Find every line in the entries below that contains the string "water" and copy each of those lines. Case counts.

----

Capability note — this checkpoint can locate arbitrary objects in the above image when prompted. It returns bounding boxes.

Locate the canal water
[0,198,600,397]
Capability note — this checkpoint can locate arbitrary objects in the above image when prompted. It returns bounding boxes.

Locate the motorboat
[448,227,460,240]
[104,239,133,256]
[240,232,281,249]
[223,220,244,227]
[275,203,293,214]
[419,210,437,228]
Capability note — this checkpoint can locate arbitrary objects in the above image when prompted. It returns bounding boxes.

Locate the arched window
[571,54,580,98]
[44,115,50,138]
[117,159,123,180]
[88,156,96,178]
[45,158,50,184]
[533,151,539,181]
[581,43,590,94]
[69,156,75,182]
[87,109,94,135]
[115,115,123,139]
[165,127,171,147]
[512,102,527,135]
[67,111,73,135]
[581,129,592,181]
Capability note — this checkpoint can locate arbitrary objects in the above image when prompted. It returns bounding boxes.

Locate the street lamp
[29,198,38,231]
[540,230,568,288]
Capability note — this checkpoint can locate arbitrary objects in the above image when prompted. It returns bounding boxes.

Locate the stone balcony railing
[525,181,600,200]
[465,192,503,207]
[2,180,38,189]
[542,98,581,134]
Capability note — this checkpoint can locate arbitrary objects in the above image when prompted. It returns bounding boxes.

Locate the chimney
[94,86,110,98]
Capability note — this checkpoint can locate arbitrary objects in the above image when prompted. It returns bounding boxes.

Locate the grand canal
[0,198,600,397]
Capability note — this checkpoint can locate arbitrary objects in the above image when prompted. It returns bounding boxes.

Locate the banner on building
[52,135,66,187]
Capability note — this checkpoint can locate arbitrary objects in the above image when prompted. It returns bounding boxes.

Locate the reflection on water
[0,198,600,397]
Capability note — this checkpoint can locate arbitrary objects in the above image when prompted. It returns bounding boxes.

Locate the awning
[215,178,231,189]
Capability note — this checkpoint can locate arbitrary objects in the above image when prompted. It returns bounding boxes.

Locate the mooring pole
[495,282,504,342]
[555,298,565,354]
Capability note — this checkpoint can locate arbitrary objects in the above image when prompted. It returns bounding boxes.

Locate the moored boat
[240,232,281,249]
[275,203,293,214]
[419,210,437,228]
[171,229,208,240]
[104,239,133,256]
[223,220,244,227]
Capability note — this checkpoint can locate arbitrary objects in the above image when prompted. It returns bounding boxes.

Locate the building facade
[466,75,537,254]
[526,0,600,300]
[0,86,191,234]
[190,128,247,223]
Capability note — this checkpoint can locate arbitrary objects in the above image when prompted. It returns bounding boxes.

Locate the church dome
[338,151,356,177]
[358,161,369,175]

----

## [Reply]
Locate the canal water
Locate the reflection on water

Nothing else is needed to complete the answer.